** Document section **
30 Years of Magic

Tom AndersonCommunity

Magic’s 30th anniversary is coming up, and Tom takes a look at how the game has changed over that span – and how it’s stayed the same!

Get ready for a celebration – after WotC’s big announcements last week, it looks like Magic’s 30th anniversary year is officially about to kick off! (Unofficially, it might be pointed out that the game will only be “entering its 30th year”, and that what most of us would call its “30th birthday” will come around in August 2023…) 

But that would be missing what’s really worth talking about here – how amazing it is that we still play fundamentally the same game as Richard Garfield designed in the early 90’s! Not many tabletop games can stay relevant for that long, and most that do have had to completely overhaul their rules several times in that period, effectively making a clean break with their original incarnation. 

You could quite reasonably argue that these are two different games, not one long-lived one.

Some traditional board games like Chess have stood the test of time – but they have not had to weather the constant, rapid evolution and expansion that Magic embraces every year! 30 years of constant growth and innovation without ever needing a complete reboot is a peerless record in game design, and one WotC should absolutely be celebrating.

** Items **
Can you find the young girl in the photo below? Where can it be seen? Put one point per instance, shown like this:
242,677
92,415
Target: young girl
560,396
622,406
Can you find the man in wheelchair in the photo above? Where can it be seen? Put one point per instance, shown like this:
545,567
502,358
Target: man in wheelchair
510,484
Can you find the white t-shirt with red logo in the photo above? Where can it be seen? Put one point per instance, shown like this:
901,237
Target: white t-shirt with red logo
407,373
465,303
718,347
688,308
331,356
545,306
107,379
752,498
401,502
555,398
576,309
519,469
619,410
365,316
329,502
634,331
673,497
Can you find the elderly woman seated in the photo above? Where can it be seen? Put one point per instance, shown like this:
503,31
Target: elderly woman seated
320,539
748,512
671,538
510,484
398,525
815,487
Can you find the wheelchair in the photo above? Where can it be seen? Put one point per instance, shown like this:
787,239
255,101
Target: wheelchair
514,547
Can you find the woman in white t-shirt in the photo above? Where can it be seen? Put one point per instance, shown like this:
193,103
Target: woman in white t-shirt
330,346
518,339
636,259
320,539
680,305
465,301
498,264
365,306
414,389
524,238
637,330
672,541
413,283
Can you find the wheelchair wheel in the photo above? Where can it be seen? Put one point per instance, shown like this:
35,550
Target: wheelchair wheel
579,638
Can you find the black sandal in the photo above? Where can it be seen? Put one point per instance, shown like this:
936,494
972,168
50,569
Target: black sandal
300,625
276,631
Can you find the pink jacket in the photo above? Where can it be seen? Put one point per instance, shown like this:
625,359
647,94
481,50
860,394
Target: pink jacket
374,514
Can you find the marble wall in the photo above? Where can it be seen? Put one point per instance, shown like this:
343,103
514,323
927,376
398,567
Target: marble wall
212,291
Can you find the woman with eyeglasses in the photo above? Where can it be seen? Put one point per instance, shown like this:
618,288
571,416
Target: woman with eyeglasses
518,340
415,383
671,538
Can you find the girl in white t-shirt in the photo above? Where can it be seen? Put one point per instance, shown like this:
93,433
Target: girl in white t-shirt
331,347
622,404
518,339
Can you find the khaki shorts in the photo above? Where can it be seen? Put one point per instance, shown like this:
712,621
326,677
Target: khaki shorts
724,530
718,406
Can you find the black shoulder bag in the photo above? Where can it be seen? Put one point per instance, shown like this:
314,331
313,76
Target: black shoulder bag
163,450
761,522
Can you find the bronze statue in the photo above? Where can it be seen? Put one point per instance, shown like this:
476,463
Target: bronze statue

** Required work **
1 - From the Magic anniversary article, return the part that opens with the words "Get ready for" and closes with "one long-lived one.", copied word for word.
2 - Using the Magic anniversary article, answer each item below on its own line, marked (a), (b), (c) to match.
(a) When does the article say most people would place the game's "30th birthday"?
(b) Who designed the game, and when?
(c) Which traditional board game does the article name as having stood the test of time?

** Solutions to the problems **
1 -
Get ready for a celebration – after WotC’s big announcements last week, it looks like Magic’s 30th anniversary year is officially about to kick off! (Unofficially, it might be pointed out that the game will only be “entering its 30th year”, and that what most of us would call its “30th birthday” will come around in August 2023…) 

But that would be missing what’s really worth talking about here – how amazing it is that we still play fundamentally the same game as Richard Garfield designed in the early 90’s! Not many tabletop games can stay relevant for that long, and most that do have had to completely overhaul their rules several times in that period, effectively making a clean break with their original incarnation. 

You could quite reasonably argue that these are two different games, not one long-lived one.

2 -
(a) August 2023
(b) Richard Garfield, in the early 90's
(c) Chess